Metin alıntısı:

1955’te Bandung Konferansı'nda konuşan dönemin Çin Başbakanı Zhou Enlai ülkesinin dış politikasını “başka ülkelerin iç işlerine karışmama, bağımsızlığına saygı gösterme, saldırmazlık ve barış içinde bir arada yaşama” olarak nitelendirdi. 'Çin reformlarının mimarı' Deng Xiaoping de, 'Çin Kültür Devrimi'nden sonra toparlanmaya çalışan halkını düşünerek “gölgede kalma” sloganını ortaya atarak fiilen izolasyon politikasını ilan etti. Sırasıyla iktidara gelen Jiang Zemin ve Hu Zingtao “gölgeden çıkmamak” için özen gösterdi.

Veri bölümü:

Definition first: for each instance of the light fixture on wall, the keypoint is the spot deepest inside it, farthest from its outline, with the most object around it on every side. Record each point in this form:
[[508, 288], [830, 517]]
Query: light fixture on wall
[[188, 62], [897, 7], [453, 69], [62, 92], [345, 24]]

Verilen görev: Yukarıdaki metin alıntısına göre Deng Xiaoping “gölgede kalma” sloganını neden ortaya attı? Bir ila üç cümleyle açıklayın.

Cevap aşağıda: Deng Xiaoping bu sloganı, Çin Kültür Devrimi'nden sonra toparlanmaya çalışan halkını düşünerek ortaya attı. Böylece fiilen izolasyon politikasını ilan etmiş oldu.